In the mailing-list reply about checkpoint/restore in eBPF, what reason is given for adding a struct bpf_crib_skb_info in restore_udp_socket?

● **Passage shown**
--------------------

Re: [RFC PATCH bpf-next RESEND 00/16] bpf: Checkpoint/Restore In eBPF (CRIB)

Kumar Kartikeya Dwivedi <memxor@xxxxxxxxx> · Tue, 23 Jul 2024 02:49:38 +0200

On Tue, 23 Jul 2024 at 01:47, Alexei Starovoitov
<alexei.starovoitov@xxxxxxxxx> wrote:
>
> On Thu, Jul 11, 2024 at 12:10:17PM +0100, Juntong Deng wrote:
> >
> > In restore_udp_socket I had to add a struct bpf_crib_skb_info for
> > restoring packets, this is because there is currently no BPF_CORE_WRITE.
> >
> > I am not sure what the current attitude of the kernel community
> > towards BPF_CORE_WRITE is, personally I think it is well worth adding,
> > as we need a portable way to change the value in the kernel.
> >
> > This not only allows more complexity in the CRIB restoring part to
> > be transferred from CRIB kfuncs to CRIB ebpf programs, but also allows
> > ebpf to unlock more possible application scenarios.
>
> There are lots of interesting ideas in this patch set, but it seems they are
> doing the 'C-checkpoint' part of CRIx and something like BPF_CORE_WRITE
> is necessary for 'R-restore'.
> I'm afraid BPF_CORE_WRITE cannot be introduced without breaking all safety nets.
> It will make bpf just as unsafe as any kernel module if bpf progs can start
> writing into arbitrary kernel data structures. So it's a show stopper.
> If you think there is a value in adding all these iterators for 'checkpoint'
> part alone we can discuss and generalize individual patches.

I think it would be better to focus on the particular problem Juntong
wants to solve, and go from there.
That might help in cutting down the size of the patch set.
It seems the main problem was restoring UDP sockets, but it got lost
among all the other stuff.
It's better to begin the discussion from there, which can still be
rooted in what you believe CRIB in general is useful for.

--------------------

● **Entries**

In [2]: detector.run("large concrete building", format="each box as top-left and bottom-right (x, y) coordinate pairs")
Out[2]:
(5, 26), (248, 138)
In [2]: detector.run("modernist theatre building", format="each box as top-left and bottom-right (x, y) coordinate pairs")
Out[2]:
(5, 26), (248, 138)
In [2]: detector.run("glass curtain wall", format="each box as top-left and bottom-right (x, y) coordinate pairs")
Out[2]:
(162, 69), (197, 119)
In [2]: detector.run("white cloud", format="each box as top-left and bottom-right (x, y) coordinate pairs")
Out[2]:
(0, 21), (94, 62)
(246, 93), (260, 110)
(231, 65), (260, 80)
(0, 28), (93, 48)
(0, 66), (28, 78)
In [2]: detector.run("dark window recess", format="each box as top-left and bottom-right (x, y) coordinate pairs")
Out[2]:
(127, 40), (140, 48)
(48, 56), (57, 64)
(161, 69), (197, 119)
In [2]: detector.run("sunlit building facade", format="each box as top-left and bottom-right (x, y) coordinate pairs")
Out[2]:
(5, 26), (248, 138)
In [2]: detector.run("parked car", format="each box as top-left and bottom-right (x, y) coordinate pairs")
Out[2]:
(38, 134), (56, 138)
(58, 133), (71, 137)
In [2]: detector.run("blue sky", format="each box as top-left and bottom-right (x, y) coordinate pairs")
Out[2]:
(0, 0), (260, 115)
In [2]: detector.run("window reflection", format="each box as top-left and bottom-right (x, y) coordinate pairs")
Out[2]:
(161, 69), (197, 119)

--------------------

● **Reply to the exercise**
There is currently no BPF_CORE_WRITE.